Set exercise: Find and copy each line in the records below that contains the word "hair", matching case exactly.

Task inputs:
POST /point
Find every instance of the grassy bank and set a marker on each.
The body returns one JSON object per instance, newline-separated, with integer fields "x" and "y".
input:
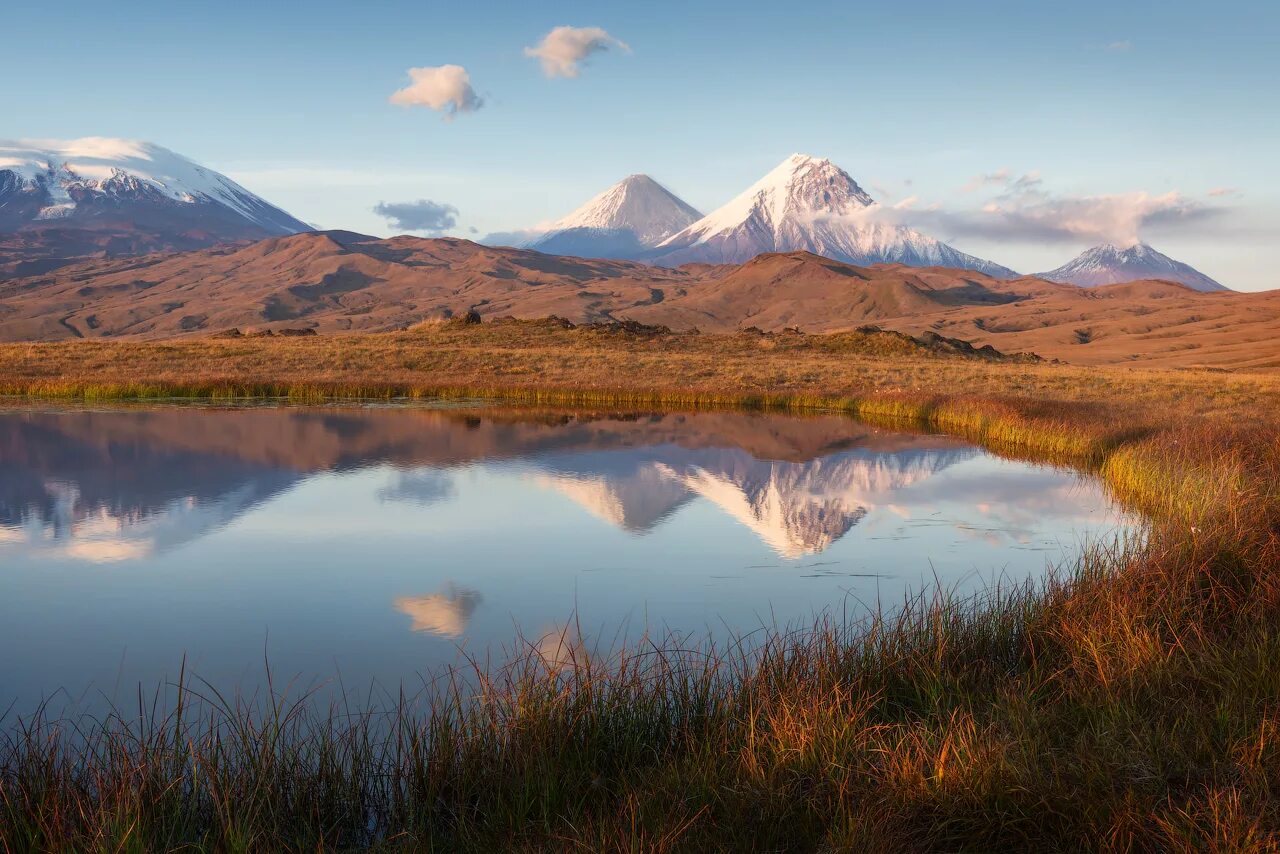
{"x": 1133, "y": 702}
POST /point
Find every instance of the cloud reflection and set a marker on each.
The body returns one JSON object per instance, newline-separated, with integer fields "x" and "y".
{"x": 440, "y": 613}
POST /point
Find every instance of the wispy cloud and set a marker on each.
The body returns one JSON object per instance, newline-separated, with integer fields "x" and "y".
{"x": 446, "y": 88}
{"x": 421, "y": 215}
{"x": 565, "y": 49}
{"x": 986, "y": 179}
{"x": 1018, "y": 208}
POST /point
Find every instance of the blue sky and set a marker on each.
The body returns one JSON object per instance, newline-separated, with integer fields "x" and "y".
{"x": 1111, "y": 100}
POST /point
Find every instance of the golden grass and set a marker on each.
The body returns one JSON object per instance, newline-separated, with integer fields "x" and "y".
{"x": 1129, "y": 703}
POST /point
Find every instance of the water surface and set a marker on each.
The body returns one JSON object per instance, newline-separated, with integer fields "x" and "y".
{"x": 375, "y": 542}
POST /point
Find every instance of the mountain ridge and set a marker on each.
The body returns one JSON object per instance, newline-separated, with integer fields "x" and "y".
{"x": 1112, "y": 264}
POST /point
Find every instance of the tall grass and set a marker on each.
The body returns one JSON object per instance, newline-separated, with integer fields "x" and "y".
{"x": 1130, "y": 702}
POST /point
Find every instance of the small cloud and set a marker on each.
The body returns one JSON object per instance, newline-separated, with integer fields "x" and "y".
{"x": 421, "y": 215}
{"x": 565, "y": 48}
{"x": 446, "y": 88}
{"x": 511, "y": 238}
{"x": 978, "y": 182}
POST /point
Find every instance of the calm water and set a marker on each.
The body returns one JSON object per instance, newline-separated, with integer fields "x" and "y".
{"x": 375, "y": 542}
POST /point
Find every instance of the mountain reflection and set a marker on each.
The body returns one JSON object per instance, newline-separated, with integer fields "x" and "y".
{"x": 126, "y": 484}
{"x": 795, "y": 507}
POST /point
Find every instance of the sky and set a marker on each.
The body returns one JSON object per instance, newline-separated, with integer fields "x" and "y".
{"x": 1018, "y": 131}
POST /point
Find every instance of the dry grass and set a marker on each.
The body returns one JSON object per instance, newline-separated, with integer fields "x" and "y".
{"x": 538, "y": 359}
{"x": 1129, "y": 703}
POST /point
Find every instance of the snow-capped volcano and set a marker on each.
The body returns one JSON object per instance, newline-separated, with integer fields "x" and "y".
{"x": 60, "y": 200}
{"x": 810, "y": 204}
{"x": 95, "y": 177}
{"x": 625, "y": 220}
{"x": 1111, "y": 264}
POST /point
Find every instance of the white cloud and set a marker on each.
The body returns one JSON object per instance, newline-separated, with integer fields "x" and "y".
{"x": 1019, "y": 209}
{"x": 563, "y": 49}
{"x": 421, "y": 215}
{"x": 446, "y": 88}
{"x": 978, "y": 182}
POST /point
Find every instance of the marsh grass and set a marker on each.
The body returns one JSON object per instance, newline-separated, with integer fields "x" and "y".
{"x": 1129, "y": 702}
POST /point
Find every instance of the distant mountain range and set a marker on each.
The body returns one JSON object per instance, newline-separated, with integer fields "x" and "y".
{"x": 64, "y": 201}
{"x": 810, "y": 205}
{"x": 805, "y": 204}
{"x": 103, "y": 197}
{"x": 1110, "y": 264}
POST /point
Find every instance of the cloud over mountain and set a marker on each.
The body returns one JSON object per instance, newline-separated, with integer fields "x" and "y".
{"x": 563, "y": 49}
{"x": 421, "y": 215}
{"x": 1023, "y": 209}
{"x": 446, "y": 88}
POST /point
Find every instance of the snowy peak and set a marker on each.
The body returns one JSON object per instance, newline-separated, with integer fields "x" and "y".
{"x": 72, "y": 179}
{"x": 636, "y": 202}
{"x": 625, "y": 220}
{"x": 809, "y": 204}
{"x": 1111, "y": 264}
{"x": 799, "y": 186}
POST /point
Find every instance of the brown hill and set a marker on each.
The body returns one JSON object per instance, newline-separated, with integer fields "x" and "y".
{"x": 336, "y": 282}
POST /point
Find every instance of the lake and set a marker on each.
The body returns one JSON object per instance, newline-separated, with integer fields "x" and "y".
{"x": 373, "y": 543}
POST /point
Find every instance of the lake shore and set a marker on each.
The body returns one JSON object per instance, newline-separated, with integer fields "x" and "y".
{"x": 1132, "y": 699}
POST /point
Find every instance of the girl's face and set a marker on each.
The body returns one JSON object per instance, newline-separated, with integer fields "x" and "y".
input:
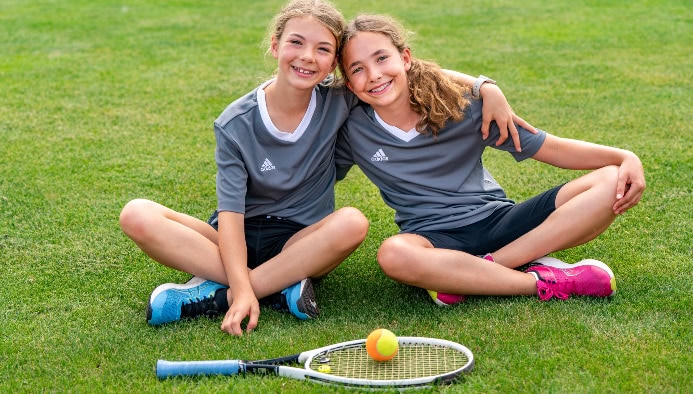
{"x": 305, "y": 53}
{"x": 376, "y": 71}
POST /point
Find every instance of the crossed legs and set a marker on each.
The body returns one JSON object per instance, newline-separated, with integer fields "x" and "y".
{"x": 583, "y": 211}
{"x": 188, "y": 244}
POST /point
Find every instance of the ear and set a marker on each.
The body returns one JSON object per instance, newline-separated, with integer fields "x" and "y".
{"x": 274, "y": 47}
{"x": 406, "y": 58}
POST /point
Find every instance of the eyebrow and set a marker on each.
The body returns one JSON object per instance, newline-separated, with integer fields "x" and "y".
{"x": 374, "y": 54}
{"x": 304, "y": 39}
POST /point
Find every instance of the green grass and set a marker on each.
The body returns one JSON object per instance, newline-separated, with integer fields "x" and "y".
{"x": 102, "y": 102}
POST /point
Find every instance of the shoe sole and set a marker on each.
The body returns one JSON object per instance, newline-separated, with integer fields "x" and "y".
{"x": 556, "y": 263}
{"x": 195, "y": 281}
{"x": 304, "y": 303}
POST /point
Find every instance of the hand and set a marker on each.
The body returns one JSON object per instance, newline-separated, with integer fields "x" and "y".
{"x": 243, "y": 305}
{"x": 496, "y": 108}
{"x": 631, "y": 184}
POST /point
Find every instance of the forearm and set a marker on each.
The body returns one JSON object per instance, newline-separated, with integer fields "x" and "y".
{"x": 233, "y": 251}
{"x": 579, "y": 155}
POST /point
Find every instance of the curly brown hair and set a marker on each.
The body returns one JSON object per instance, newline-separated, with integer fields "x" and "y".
{"x": 432, "y": 93}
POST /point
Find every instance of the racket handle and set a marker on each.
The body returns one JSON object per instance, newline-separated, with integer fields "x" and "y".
{"x": 165, "y": 369}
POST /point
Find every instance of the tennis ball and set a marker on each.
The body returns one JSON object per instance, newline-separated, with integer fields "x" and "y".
{"x": 382, "y": 345}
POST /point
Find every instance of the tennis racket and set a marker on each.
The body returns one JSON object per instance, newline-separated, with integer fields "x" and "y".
{"x": 420, "y": 362}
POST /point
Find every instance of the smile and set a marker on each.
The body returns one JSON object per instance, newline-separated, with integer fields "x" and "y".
{"x": 380, "y": 88}
{"x": 303, "y": 71}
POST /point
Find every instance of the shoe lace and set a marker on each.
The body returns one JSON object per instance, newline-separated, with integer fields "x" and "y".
{"x": 197, "y": 306}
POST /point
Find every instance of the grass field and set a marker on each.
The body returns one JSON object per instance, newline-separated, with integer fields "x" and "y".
{"x": 102, "y": 102}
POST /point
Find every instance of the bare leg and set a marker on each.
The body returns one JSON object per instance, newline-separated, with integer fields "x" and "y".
{"x": 188, "y": 244}
{"x": 312, "y": 252}
{"x": 412, "y": 260}
{"x": 174, "y": 239}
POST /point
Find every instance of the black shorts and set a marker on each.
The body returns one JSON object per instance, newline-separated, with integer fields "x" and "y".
{"x": 505, "y": 225}
{"x": 265, "y": 236}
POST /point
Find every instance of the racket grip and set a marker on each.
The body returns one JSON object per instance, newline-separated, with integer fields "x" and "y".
{"x": 166, "y": 369}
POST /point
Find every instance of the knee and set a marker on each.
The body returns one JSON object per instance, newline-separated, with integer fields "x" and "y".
{"x": 353, "y": 225}
{"x": 134, "y": 218}
{"x": 392, "y": 258}
{"x": 607, "y": 180}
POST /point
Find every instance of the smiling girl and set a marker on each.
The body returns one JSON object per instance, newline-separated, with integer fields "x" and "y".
{"x": 417, "y": 137}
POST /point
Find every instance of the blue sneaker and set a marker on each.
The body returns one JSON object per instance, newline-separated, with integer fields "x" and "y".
{"x": 297, "y": 299}
{"x": 198, "y": 297}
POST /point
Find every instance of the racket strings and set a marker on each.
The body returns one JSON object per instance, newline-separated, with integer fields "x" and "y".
{"x": 411, "y": 362}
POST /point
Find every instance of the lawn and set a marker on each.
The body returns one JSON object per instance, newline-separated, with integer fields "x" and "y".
{"x": 102, "y": 102}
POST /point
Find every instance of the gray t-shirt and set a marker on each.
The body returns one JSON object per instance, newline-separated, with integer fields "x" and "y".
{"x": 432, "y": 183}
{"x": 263, "y": 171}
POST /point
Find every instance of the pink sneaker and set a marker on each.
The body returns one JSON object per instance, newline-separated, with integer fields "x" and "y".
{"x": 446, "y": 299}
{"x": 561, "y": 280}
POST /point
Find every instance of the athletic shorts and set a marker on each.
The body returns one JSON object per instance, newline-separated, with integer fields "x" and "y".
{"x": 505, "y": 225}
{"x": 265, "y": 236}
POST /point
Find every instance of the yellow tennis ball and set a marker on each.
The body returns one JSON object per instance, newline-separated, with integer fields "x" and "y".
{"x": 382, "y": 345}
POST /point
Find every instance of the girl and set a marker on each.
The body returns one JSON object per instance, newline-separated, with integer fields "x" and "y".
{"x": 275, "y": 228}
{"x": 418, "y": 140}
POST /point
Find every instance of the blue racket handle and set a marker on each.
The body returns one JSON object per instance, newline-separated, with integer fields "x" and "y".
{"x": 165, "y": 369}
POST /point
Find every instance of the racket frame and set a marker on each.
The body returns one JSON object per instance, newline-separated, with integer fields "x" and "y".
{"x": 274, "y": 366}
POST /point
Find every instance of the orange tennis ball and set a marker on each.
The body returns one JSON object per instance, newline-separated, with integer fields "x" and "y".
{"x": 382, "y": 345}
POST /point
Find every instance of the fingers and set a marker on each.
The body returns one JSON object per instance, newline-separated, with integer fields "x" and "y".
{"x": 232, "y": 323}
{"x": 521, "y": 122}
{"x": 503, "y": 129}
{"x": 627, "y": 196}
{"x": 485, "y": 126}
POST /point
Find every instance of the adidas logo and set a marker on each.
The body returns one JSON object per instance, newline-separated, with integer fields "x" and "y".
{"x": 379, "y": 156}
{"x": 267, "y": 166}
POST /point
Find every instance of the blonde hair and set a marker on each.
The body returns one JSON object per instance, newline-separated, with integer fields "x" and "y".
{"x": 432, "y": 93}
{"x": 323, "y": 11}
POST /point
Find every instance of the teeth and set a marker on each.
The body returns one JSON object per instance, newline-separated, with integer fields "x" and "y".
{"x": 303, "y": 71}
{"x": 380, "y": 88}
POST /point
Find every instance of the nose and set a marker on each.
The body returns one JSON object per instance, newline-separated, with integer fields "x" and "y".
{"x": 374, "y": 74}
{"x": 308, "y": 55}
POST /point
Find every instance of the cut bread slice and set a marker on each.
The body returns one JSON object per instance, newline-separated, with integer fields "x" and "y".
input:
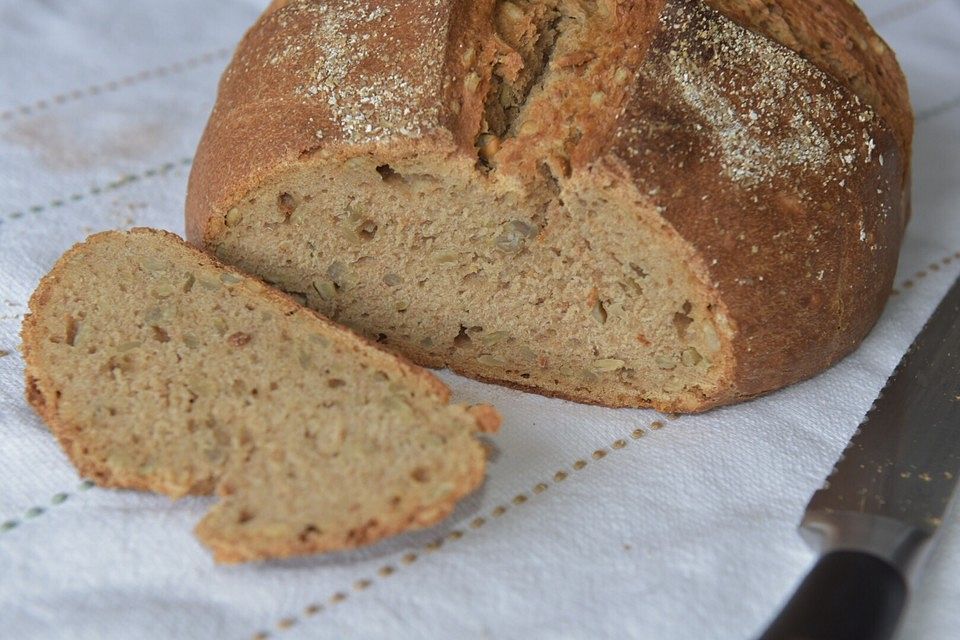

Task output:
Find every instance of the curly brown hair and set a marker on each.
Find every instance of the blonde hair and set a marker on each.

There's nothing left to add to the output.